Given task:
Repeat the records below word for word, but start at the line that contains "Please locate the treeline", stop after the last line, and include nothing else.

***** Exercise input

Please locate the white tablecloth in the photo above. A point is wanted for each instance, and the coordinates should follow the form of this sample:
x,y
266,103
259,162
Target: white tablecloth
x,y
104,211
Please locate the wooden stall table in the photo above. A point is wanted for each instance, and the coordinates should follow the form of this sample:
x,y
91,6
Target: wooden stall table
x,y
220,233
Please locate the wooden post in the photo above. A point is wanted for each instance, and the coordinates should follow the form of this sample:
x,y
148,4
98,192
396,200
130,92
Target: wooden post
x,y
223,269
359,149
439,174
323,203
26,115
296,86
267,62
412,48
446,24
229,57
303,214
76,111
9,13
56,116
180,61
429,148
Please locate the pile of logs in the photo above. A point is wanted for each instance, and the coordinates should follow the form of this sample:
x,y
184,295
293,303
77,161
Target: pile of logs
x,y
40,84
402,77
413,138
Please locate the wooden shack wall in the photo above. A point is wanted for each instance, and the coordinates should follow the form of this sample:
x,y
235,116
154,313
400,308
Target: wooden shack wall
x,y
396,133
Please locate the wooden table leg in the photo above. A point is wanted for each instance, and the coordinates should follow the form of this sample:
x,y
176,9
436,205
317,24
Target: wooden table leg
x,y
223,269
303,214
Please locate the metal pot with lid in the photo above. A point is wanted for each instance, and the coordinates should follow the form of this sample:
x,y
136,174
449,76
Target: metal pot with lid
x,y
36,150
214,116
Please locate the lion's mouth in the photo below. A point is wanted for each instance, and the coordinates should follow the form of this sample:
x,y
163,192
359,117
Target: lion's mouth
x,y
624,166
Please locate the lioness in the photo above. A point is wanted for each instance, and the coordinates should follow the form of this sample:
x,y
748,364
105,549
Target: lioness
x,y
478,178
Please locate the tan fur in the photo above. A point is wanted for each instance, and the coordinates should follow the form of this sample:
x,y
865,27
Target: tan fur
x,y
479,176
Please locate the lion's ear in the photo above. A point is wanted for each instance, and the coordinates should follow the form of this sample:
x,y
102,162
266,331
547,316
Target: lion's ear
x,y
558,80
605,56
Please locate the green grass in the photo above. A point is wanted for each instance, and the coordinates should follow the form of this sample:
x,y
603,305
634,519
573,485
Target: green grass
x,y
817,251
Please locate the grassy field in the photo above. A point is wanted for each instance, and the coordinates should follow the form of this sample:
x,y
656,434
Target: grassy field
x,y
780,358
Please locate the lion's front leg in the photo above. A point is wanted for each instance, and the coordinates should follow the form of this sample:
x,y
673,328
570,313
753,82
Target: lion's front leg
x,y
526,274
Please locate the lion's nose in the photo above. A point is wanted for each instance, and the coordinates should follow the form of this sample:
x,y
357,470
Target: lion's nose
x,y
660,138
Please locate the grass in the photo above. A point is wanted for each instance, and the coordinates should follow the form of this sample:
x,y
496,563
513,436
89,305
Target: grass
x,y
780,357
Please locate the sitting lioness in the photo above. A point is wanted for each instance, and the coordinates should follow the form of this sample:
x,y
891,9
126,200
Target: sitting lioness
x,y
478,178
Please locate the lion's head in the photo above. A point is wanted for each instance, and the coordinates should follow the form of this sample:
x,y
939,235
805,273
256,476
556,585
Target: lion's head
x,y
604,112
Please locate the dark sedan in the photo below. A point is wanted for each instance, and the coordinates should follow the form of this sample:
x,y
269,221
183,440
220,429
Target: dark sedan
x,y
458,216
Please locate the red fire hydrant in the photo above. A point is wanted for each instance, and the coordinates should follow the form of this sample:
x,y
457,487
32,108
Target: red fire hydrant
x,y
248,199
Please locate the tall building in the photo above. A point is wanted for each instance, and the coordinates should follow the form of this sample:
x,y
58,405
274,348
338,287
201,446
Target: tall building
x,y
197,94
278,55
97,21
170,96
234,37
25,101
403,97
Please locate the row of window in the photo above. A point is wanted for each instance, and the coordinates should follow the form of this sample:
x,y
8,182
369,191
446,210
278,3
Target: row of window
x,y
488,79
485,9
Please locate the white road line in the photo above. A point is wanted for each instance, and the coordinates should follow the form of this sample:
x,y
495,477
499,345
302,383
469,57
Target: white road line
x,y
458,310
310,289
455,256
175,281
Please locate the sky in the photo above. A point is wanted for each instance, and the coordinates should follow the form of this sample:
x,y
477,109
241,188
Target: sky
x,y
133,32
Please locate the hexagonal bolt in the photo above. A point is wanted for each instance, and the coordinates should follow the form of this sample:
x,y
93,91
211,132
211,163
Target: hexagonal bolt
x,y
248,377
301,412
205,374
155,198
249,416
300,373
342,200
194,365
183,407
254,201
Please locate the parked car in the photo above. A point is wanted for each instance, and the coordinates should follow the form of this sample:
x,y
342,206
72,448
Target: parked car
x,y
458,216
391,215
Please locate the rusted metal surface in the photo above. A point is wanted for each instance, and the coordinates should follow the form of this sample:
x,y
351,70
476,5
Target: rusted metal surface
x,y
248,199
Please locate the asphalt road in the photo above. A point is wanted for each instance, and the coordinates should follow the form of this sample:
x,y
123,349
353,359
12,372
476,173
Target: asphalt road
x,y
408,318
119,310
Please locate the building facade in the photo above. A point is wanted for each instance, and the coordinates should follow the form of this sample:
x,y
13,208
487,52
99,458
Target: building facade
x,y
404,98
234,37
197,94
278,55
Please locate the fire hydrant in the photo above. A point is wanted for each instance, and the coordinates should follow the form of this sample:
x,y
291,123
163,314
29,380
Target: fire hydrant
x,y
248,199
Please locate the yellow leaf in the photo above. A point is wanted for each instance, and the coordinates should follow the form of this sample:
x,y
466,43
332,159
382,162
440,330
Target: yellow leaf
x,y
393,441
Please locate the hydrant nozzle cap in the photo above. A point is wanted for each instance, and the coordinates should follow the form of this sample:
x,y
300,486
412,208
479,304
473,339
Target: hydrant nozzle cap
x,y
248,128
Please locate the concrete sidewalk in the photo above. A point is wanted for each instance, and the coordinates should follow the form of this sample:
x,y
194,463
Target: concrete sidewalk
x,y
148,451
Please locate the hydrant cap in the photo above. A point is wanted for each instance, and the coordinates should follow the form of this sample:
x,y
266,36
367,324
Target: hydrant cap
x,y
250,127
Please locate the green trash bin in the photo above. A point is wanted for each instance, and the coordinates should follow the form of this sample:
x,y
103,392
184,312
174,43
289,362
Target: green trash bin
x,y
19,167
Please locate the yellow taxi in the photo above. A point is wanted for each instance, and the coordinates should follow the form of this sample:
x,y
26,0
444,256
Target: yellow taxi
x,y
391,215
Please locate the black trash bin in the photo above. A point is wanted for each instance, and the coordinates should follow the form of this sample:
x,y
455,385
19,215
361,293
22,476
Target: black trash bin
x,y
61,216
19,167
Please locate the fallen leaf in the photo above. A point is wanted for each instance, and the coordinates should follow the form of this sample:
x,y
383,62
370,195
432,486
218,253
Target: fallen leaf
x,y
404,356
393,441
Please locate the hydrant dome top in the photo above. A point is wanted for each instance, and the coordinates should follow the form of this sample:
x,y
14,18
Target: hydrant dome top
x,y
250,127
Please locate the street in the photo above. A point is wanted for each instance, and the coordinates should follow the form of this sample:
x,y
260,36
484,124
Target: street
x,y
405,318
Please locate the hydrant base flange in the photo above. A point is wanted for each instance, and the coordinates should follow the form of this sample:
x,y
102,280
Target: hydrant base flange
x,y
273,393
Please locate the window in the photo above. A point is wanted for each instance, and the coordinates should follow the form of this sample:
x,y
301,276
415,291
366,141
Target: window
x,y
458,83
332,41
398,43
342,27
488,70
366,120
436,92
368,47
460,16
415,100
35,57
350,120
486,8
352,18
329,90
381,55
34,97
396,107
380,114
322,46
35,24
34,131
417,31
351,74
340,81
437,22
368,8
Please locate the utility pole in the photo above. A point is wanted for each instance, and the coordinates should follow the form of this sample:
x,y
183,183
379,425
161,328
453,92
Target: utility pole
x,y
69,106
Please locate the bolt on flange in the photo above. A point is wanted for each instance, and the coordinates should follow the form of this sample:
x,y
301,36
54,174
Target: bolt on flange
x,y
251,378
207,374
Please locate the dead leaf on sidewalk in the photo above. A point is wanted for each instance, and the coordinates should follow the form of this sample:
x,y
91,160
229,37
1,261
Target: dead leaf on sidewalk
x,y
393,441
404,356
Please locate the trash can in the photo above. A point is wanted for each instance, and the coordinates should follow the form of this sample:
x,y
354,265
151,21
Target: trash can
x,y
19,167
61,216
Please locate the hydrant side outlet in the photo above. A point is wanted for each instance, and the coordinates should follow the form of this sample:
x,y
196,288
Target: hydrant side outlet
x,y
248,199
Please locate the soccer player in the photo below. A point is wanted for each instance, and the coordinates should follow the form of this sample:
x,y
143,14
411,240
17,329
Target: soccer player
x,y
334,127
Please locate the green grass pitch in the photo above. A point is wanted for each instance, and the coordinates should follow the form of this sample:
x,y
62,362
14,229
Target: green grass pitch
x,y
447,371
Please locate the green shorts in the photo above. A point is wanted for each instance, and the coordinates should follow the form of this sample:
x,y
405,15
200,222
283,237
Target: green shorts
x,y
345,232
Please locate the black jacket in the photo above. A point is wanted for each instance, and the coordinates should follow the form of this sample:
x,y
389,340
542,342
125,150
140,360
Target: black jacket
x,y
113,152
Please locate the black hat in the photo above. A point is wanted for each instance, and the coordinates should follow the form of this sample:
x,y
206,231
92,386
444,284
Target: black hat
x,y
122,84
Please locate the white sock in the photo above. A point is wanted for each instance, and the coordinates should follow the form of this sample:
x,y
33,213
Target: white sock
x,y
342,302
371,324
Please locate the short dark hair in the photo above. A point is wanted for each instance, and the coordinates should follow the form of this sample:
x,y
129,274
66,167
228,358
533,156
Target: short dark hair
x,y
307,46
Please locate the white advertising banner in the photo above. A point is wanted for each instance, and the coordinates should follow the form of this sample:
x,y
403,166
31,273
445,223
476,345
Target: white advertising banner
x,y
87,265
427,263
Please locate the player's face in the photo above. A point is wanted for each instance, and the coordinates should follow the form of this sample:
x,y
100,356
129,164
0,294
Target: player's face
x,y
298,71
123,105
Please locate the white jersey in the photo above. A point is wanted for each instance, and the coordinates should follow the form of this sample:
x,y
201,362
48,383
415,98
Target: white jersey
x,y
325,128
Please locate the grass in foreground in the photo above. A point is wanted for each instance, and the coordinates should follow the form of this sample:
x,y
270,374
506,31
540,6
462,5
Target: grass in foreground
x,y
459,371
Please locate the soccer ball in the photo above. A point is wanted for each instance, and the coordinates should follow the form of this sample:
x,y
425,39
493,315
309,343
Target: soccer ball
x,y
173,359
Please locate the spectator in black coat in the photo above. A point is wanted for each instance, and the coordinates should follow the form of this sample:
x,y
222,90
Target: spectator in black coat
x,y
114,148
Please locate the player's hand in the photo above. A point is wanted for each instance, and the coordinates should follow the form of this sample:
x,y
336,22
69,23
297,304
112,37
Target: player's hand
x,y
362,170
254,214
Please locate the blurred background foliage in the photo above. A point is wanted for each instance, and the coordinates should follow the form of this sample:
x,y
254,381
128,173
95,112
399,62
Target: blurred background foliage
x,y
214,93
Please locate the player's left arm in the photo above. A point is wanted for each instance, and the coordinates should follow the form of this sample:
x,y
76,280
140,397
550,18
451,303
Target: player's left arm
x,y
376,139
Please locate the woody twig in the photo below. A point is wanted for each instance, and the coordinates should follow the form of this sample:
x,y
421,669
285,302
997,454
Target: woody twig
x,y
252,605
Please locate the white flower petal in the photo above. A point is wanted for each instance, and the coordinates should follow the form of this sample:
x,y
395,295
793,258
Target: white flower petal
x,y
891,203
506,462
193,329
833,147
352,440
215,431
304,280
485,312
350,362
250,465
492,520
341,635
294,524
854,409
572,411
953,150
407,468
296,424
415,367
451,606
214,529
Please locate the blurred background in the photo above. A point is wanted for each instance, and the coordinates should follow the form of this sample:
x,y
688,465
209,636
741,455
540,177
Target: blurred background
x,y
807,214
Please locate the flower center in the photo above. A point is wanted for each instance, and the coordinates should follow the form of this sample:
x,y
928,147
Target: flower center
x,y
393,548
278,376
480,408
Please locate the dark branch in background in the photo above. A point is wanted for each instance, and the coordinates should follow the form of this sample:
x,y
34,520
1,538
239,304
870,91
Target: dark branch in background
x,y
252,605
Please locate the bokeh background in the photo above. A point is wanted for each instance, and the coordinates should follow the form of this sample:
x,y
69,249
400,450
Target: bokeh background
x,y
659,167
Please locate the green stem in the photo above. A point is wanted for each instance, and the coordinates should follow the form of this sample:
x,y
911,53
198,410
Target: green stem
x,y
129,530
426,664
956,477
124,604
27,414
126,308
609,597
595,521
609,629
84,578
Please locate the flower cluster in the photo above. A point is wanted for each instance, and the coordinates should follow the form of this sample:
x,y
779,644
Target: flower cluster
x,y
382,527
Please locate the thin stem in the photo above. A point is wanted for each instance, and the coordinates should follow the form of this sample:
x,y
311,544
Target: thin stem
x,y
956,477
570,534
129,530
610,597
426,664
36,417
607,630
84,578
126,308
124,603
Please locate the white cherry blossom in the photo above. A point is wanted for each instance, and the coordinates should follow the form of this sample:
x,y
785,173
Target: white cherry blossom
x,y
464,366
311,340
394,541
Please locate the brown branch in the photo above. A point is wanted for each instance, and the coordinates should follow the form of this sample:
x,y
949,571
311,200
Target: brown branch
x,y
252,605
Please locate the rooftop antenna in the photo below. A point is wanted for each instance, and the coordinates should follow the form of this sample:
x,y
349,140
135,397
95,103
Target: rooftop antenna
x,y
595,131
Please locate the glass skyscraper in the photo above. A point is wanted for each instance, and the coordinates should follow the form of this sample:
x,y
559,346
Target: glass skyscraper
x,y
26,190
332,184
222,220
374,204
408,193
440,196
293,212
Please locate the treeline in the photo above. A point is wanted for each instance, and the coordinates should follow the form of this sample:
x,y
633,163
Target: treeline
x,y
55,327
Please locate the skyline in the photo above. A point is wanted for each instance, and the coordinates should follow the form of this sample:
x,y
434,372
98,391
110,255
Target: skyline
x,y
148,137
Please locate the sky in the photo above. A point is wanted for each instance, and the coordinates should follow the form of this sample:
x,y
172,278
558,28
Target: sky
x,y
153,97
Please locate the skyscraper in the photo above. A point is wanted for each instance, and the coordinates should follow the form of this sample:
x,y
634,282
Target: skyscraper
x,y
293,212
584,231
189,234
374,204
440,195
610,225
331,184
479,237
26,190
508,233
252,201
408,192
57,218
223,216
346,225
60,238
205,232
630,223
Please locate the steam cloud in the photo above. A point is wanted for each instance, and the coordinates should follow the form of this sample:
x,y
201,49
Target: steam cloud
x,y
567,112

**********

Result:
Please locate the treeline in the photo above. A point is wanted for each instance, and the coordinates should follow the form of this sample:
x,y
633,163
Target: treeline
x,y
55,327
Please locate the skyline in the photo above. A point is wanted for each instance, and the coordinates should follow the form of this sample:
x,y
434,372
98,391
110,255
Target: skyline
x,y
148,137
Please locate the sky in the photo above. A point is wanted for each instance, and the coordinates should follow the form of this sample:
x,y
172,278
558,28
Target: sky
x,y
153,97
Please locate the skyscraper in the photo above. A point is wanted for each instance, and the coordinates should follow the form of this sample:
x,y
634,282
Target: skyscraper
x,y
293,212
584,231
189,234
374,204
440,195
610,225
331,184
479,237
26,190
508,233
252,201
408,192
57,218
223,216
346,225
60,238
205,232
630,223
Please locate the steam cloud in the photo above. A point is wanted for each instance, and the coordinates should follow the form of this sample:
x,y
201,49
Target: steam cloud
x,y
567,112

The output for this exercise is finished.